* [WORK INSTRUCTION]: In the records below, find the line with "Category: shadowed mountain side" and the line with "such as [722,474].". Print both exactly, along with every line between them, and no other line.

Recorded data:
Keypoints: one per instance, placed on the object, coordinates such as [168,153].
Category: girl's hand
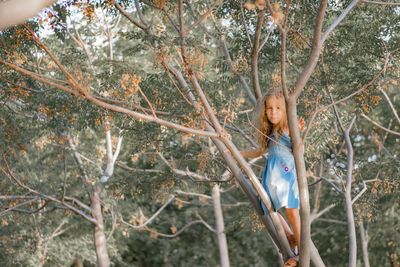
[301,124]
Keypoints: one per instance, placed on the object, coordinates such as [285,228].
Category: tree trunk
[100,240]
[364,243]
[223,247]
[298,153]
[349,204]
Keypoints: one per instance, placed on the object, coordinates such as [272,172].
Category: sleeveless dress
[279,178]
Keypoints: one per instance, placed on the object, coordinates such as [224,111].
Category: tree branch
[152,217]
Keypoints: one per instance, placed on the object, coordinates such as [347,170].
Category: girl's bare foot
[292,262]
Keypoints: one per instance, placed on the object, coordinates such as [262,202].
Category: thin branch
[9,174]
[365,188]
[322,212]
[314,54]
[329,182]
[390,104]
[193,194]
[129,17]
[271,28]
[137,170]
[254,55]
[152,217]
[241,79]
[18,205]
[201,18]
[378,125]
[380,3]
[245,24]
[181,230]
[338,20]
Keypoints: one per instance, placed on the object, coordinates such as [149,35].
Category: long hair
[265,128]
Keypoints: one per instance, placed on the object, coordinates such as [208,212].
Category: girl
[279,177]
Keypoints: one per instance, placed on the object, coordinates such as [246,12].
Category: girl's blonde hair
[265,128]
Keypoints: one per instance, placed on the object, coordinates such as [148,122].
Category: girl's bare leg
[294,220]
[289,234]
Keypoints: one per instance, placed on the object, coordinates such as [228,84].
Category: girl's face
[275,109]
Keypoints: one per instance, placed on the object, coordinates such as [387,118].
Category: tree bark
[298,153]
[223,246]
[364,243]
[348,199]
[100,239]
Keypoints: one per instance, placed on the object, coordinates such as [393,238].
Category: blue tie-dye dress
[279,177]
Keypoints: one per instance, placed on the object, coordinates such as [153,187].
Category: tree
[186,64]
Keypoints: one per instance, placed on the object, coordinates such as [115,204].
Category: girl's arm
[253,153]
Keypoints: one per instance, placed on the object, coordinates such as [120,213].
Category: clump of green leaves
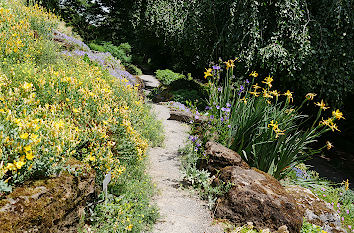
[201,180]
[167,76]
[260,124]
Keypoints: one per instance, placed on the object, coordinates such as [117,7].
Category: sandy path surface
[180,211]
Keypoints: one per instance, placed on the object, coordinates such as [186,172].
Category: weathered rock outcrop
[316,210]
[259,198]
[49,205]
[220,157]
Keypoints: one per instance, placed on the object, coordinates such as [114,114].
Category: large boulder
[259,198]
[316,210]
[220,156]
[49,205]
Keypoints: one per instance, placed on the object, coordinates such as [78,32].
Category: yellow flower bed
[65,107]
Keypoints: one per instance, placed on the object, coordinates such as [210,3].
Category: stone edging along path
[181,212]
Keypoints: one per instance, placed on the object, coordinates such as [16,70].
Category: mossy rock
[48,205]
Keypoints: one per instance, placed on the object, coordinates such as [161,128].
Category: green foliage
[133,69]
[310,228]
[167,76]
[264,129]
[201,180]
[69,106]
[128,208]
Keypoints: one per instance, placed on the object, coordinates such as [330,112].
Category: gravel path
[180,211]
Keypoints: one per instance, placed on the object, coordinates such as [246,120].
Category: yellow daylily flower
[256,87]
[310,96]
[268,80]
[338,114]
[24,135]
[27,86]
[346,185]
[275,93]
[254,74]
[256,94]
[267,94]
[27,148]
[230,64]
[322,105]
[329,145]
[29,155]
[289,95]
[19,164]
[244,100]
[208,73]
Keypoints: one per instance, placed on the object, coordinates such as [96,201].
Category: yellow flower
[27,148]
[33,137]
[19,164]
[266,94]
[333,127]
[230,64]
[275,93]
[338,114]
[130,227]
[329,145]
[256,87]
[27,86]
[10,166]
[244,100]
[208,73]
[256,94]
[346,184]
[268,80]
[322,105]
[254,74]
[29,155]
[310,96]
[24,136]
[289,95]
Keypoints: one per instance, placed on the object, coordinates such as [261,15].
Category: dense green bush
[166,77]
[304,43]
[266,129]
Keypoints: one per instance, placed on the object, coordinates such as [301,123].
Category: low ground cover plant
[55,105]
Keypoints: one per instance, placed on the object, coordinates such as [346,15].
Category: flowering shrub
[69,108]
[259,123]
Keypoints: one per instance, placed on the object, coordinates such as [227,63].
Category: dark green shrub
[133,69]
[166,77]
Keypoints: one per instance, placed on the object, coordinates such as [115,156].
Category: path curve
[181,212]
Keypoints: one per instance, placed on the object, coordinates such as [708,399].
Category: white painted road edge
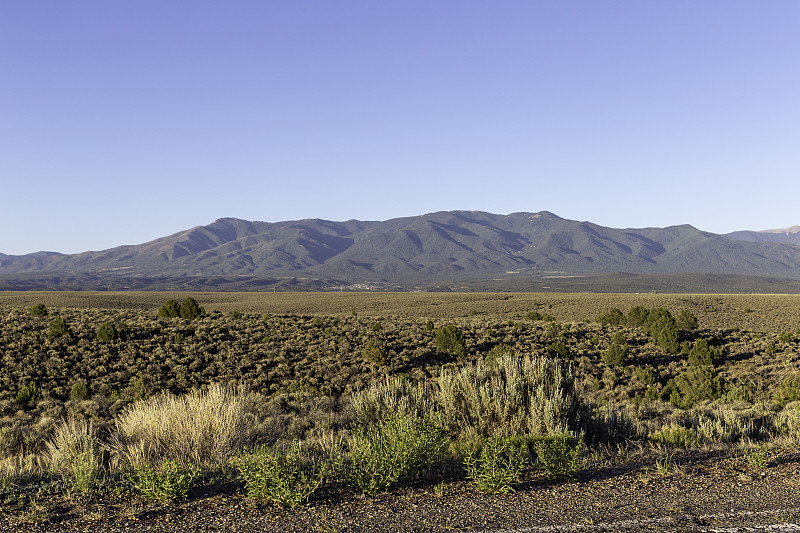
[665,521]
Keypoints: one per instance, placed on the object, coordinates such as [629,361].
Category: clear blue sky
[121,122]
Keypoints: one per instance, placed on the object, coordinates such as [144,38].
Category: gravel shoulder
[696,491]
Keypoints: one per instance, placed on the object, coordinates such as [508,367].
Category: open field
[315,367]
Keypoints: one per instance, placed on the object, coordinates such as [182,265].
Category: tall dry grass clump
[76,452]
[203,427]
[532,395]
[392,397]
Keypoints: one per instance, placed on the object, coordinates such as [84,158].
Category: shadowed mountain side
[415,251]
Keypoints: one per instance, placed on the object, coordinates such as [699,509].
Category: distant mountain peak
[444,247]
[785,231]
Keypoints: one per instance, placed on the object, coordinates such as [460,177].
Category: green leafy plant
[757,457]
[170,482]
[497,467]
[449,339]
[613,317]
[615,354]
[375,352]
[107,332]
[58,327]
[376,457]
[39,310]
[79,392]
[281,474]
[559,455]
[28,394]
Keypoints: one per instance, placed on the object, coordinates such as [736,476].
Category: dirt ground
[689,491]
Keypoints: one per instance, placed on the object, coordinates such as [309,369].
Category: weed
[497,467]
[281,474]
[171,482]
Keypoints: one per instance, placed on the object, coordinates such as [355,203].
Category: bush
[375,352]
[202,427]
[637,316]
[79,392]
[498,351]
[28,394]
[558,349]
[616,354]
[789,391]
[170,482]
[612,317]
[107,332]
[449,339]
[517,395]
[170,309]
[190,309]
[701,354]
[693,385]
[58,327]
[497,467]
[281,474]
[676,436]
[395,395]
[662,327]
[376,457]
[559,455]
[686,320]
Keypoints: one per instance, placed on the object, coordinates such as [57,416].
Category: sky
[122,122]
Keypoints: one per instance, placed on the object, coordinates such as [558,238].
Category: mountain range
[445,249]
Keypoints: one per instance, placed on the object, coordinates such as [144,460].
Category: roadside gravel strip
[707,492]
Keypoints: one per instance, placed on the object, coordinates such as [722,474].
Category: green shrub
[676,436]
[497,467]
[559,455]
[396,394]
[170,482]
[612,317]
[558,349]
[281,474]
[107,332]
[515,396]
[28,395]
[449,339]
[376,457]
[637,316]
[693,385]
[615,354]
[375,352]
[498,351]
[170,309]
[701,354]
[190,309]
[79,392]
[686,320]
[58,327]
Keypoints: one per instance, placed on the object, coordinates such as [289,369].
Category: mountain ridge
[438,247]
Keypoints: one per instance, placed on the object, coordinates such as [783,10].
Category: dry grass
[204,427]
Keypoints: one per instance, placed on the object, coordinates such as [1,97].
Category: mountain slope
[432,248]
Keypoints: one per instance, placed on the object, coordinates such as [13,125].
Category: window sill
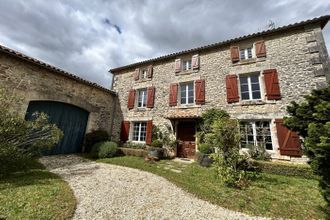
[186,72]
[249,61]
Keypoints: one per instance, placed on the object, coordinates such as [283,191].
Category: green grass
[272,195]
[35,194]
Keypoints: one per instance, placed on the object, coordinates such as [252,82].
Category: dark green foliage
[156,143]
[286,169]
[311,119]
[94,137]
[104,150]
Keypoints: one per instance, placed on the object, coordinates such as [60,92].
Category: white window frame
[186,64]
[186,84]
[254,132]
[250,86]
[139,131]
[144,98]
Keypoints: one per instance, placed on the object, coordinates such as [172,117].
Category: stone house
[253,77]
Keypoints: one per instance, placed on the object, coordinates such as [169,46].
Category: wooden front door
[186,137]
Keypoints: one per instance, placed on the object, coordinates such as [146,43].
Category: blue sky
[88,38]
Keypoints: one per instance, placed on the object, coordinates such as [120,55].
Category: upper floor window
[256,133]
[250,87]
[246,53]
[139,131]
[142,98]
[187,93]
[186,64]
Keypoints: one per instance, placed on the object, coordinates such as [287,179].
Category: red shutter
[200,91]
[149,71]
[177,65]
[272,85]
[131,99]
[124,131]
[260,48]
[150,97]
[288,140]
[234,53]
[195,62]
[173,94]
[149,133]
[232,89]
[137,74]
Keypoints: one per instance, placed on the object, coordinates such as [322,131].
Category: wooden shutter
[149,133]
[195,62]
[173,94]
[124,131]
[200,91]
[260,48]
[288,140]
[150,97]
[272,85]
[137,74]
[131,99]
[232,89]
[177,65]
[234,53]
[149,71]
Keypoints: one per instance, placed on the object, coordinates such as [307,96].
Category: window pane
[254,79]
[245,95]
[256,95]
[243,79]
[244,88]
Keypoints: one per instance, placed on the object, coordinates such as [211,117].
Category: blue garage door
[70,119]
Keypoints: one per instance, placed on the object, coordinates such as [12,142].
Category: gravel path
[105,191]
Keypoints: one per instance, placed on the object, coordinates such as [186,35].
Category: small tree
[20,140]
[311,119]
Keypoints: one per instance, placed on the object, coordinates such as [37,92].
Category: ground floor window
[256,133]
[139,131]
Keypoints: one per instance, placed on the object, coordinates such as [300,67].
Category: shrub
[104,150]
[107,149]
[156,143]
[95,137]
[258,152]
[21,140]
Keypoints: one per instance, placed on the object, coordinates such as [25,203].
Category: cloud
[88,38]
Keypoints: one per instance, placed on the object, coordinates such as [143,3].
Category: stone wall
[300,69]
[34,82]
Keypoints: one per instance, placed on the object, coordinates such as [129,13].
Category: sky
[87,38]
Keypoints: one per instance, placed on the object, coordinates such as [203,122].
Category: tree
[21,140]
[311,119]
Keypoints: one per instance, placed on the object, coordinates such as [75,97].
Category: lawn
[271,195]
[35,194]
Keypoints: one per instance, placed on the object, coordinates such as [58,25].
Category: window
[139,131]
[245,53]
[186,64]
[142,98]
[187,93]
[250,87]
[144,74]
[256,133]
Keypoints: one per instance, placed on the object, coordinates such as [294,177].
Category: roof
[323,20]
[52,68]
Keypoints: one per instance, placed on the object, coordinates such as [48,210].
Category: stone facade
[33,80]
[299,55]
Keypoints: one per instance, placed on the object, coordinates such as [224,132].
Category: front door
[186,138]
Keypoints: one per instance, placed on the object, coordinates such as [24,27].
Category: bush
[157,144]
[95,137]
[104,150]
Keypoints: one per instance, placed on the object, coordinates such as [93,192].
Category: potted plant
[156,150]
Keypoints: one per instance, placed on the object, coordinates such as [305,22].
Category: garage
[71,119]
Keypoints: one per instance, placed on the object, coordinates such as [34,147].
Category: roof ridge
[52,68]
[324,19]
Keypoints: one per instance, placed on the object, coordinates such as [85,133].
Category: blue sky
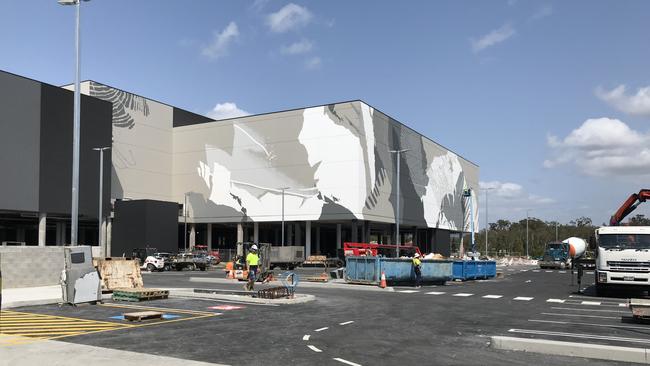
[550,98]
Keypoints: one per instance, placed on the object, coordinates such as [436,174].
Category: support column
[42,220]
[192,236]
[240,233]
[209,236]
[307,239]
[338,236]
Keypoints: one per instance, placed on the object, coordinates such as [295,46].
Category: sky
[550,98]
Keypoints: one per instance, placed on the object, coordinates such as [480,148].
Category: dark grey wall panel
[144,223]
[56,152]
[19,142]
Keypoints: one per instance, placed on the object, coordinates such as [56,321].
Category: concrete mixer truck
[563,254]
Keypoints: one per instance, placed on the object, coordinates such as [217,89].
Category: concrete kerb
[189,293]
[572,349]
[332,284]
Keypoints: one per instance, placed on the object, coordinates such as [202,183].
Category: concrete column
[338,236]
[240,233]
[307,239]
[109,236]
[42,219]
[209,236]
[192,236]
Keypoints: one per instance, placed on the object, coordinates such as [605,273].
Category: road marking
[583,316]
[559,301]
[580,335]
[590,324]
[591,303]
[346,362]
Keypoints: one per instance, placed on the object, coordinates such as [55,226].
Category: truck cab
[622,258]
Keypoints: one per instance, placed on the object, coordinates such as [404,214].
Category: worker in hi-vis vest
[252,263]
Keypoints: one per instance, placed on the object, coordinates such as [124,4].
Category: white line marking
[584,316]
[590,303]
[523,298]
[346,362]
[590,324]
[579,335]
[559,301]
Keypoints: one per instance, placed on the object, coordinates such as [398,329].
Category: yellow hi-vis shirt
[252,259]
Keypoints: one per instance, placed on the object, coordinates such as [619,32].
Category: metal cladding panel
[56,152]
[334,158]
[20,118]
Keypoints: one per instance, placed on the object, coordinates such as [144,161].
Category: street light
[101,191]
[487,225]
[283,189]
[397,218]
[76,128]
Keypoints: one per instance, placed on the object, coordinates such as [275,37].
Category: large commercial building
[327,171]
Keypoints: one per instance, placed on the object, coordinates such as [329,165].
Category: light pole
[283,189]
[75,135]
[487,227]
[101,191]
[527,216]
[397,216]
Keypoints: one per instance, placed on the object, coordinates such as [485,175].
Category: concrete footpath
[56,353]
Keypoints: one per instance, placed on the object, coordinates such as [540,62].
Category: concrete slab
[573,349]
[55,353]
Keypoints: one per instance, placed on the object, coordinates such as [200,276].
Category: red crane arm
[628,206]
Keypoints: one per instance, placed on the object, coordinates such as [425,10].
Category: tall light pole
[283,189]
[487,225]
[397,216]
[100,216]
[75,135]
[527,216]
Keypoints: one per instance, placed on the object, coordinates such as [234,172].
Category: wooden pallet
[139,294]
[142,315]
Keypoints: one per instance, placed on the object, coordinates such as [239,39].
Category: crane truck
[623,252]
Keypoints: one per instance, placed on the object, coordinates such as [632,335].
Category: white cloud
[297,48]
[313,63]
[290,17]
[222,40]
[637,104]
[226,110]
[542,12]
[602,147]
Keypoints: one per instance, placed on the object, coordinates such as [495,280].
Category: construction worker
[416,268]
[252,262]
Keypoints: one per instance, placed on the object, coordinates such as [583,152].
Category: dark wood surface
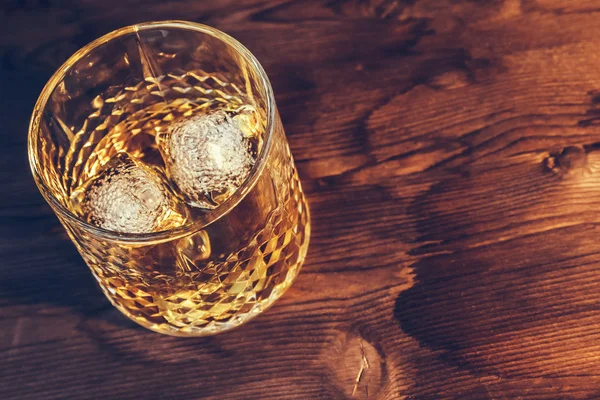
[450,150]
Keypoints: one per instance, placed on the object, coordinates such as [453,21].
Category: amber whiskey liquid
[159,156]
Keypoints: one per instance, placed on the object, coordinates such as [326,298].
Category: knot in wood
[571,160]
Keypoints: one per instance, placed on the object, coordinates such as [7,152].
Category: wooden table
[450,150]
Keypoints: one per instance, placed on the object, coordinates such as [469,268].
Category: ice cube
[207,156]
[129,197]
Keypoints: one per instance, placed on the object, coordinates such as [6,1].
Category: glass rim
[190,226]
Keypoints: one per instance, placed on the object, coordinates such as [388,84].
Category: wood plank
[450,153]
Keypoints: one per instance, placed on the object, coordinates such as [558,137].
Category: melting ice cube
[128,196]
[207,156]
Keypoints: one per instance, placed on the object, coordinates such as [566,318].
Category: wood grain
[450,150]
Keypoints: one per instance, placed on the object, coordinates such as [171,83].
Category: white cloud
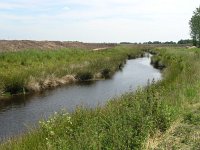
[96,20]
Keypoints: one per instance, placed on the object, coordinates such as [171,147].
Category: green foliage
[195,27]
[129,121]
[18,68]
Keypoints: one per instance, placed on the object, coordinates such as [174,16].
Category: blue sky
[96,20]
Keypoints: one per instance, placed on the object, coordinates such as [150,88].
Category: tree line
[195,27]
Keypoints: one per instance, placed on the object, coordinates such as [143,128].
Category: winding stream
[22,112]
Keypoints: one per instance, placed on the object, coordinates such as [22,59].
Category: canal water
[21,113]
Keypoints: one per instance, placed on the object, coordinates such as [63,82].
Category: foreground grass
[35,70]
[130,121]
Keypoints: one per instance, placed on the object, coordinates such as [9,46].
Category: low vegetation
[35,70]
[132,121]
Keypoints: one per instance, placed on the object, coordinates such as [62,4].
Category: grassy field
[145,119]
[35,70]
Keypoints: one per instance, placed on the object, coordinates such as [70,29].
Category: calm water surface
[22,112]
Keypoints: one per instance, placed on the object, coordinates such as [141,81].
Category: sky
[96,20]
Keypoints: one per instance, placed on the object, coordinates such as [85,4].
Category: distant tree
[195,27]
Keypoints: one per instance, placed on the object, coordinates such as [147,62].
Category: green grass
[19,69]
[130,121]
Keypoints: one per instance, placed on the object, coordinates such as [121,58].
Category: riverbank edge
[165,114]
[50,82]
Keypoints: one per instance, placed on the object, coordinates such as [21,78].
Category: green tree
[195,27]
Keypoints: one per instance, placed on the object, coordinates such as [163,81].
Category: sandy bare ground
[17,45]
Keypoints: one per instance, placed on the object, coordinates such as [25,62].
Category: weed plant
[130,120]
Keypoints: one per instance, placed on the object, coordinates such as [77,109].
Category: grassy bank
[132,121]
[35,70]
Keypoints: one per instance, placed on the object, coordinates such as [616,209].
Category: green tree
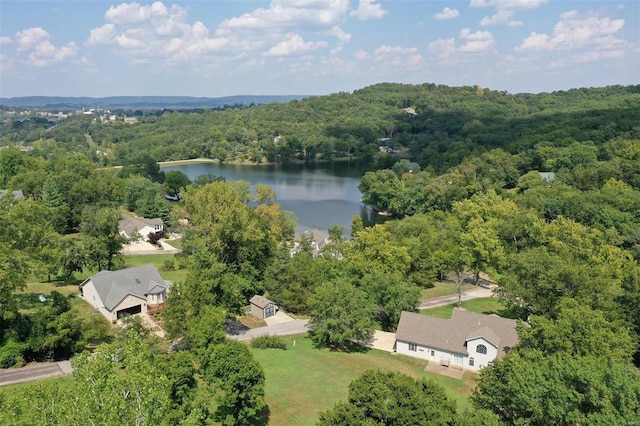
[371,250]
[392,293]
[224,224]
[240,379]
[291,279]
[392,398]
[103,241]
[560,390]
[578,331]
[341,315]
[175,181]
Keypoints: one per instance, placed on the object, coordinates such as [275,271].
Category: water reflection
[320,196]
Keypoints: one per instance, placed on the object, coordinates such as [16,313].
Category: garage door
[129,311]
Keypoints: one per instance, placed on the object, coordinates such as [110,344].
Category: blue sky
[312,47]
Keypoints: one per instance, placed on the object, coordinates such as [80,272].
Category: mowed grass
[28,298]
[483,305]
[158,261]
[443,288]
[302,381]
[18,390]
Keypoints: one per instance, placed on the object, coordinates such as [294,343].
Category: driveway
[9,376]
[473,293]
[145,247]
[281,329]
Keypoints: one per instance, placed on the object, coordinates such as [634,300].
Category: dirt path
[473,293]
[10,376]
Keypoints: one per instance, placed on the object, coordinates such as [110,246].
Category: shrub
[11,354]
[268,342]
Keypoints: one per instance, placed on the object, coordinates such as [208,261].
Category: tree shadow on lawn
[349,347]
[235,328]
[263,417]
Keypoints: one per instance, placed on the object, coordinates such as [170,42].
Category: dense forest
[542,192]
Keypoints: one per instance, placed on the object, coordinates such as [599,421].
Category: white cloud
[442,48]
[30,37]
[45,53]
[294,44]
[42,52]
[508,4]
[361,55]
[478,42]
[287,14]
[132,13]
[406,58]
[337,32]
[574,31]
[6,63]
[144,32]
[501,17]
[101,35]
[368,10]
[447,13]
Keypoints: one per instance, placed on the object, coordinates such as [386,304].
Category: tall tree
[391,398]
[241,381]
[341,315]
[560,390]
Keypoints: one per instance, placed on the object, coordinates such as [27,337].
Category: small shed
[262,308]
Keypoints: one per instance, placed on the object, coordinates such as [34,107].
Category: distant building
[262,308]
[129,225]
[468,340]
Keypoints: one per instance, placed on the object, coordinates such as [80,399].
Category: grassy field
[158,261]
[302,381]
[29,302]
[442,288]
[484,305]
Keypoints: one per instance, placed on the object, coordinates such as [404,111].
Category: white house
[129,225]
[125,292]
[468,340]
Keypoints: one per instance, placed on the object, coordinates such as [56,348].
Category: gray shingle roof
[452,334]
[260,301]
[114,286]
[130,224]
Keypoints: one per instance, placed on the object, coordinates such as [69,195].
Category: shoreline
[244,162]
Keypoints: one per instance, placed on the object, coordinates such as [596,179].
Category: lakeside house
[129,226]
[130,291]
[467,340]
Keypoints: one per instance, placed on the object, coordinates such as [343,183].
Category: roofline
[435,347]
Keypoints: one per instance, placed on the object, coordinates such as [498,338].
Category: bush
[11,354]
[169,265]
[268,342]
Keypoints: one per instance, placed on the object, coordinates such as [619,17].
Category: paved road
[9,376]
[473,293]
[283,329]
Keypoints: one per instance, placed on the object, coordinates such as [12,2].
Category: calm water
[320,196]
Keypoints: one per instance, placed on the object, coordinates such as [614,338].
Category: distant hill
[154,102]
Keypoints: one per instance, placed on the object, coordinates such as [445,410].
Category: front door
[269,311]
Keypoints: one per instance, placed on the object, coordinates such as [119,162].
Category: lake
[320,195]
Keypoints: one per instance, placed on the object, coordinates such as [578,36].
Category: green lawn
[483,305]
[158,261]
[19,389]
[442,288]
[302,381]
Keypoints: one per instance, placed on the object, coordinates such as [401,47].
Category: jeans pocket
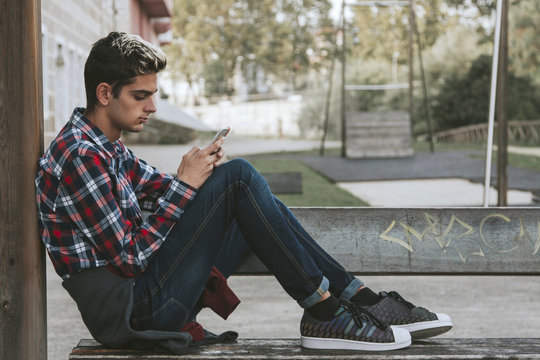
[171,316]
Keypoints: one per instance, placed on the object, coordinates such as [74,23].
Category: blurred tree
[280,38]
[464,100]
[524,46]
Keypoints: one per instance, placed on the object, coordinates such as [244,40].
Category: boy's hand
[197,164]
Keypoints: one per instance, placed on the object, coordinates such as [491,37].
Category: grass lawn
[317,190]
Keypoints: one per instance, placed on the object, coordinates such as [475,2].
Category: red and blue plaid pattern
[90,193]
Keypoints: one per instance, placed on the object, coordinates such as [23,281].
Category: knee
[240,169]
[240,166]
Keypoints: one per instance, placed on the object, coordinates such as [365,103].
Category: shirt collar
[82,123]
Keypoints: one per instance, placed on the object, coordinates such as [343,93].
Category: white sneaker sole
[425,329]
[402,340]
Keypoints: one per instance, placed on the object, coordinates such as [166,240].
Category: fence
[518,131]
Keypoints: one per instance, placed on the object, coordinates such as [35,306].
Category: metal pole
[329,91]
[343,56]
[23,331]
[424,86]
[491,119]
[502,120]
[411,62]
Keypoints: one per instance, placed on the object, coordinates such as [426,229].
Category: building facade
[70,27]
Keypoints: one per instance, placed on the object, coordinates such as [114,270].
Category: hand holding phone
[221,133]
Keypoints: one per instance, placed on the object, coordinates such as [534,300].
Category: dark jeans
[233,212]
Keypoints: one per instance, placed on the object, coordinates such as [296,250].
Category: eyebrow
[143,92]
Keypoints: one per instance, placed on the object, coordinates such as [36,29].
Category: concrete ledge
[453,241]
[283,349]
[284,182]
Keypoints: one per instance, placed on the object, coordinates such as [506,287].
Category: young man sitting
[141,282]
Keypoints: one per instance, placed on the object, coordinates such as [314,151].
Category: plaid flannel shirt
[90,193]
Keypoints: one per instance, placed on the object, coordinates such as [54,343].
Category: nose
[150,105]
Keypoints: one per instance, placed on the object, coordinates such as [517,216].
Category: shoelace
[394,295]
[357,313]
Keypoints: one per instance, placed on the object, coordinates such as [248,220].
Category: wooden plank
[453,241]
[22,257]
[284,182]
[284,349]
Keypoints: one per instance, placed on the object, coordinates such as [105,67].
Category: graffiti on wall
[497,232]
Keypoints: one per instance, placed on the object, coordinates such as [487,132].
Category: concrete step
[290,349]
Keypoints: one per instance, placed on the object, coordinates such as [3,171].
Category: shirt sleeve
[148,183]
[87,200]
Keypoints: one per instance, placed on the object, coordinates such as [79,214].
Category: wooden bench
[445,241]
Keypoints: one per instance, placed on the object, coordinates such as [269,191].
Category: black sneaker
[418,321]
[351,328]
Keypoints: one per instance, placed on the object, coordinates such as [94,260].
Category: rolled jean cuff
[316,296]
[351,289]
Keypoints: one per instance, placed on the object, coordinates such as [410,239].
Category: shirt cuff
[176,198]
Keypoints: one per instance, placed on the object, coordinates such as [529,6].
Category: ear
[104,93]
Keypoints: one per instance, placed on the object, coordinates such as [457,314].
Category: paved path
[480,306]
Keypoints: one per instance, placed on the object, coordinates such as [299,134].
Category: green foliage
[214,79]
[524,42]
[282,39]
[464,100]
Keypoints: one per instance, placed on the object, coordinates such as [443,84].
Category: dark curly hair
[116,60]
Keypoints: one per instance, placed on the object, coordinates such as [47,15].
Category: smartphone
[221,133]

* [ANSWER FOR THE TASK]:
Category: shadowed mountain side
[415,251]
Keypoints: one per instance, placed on the object, coordinates such as [699,509].
Category: distant mountain peak
[444,247]
[785,231]
Keypoints: one per instance, placed on the object, coordinates such as [460,177].
Category: green leafy plant
[757,457]
[170,482]
[497,467]
[449,339]
[613,317]
[615,354]
[375,352]
[107,332]
[58,327]
[376,457]
[39,310]
[79,392]
[281,474]
[559,455]
[28,394]
Keypoints: one per instance, placed on the object, coordinates such as [736,476].
Category: dirt ground
[689,491]
Keypoints: one per instance, placed on the object, coordinates such as [309,369].
Category: weed
[497,467]
[281,474]
[171,482]
Keypoints: one per instance, placed on the object, coordinates such as [355,203].
Category: bush
[375,352]
[202,427]
[637,316]
[79,392]
[498,351]
[28,394]
[558,349]
[616,354]
[789,391]
[170,482]
[612,317]
[107,332]
[449,339]
[517,395]
[170,309]
[190,309]
[701,354]
[693,385]
[58,327]
[497,467]
[281,474]
[676,436]
[395,395]
[662,327]
[376,457]
[559,455]
[686,320]
Keypoints: one per instance, placed on the object, coordinates such as [57,416].
Category: sky
[122,122]
Keypoints: one per instance, placed on the object, coordinates such as [558,238].
Category: mountain range
[445,249]
Keypoints: one per instance, placed on the object, coordinates such as [144,460].
Category: roadside gravel strip
[707,492]
Keypoints: one per instance, placed on the object, coordinates such as [722,474].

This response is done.